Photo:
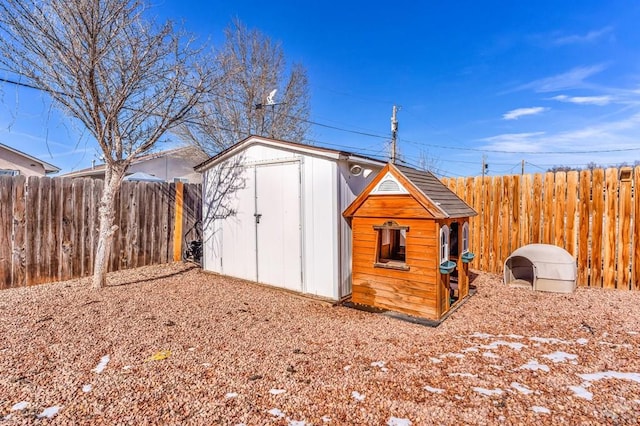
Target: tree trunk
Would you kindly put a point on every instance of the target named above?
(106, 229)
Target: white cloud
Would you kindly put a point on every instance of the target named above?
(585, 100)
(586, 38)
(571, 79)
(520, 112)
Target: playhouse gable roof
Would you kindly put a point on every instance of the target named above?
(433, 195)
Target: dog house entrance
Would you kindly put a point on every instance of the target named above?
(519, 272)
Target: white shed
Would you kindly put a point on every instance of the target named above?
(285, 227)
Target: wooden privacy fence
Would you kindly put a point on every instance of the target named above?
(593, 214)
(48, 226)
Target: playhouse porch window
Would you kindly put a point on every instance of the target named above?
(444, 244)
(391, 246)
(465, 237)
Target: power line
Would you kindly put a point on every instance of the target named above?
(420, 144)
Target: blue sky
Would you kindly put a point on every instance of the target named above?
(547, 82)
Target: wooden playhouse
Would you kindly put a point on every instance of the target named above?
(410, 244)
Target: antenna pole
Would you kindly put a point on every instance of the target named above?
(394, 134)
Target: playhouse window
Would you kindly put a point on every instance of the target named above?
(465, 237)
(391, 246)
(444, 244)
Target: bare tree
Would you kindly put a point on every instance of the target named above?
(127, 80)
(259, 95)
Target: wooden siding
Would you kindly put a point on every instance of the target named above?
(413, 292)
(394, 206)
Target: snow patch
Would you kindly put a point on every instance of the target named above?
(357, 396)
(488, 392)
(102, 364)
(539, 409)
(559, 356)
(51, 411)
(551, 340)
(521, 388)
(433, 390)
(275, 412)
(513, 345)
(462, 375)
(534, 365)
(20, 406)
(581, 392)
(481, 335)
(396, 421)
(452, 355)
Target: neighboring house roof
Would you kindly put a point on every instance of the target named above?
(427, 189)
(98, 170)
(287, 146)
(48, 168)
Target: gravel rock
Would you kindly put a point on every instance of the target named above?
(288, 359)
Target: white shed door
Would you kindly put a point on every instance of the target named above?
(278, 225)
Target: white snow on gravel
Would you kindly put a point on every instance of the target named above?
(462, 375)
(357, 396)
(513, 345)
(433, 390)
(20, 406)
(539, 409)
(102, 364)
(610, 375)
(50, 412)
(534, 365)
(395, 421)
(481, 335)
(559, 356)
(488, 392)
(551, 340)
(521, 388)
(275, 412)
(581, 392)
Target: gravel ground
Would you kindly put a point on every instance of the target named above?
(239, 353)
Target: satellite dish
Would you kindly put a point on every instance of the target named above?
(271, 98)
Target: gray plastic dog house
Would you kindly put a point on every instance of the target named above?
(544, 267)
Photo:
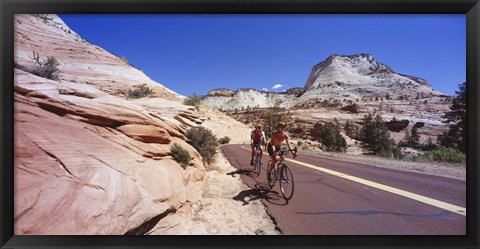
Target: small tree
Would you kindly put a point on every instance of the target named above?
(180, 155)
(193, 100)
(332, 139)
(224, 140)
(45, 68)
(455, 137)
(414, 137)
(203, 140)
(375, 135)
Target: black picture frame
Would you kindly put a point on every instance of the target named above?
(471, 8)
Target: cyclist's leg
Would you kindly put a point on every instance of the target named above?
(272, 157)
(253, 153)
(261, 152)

━━━━━━━━

The task -
From the listing, copy each line containing the word "roof".

The answer -
Target: playhouse gable roof
Target: neighboring house roof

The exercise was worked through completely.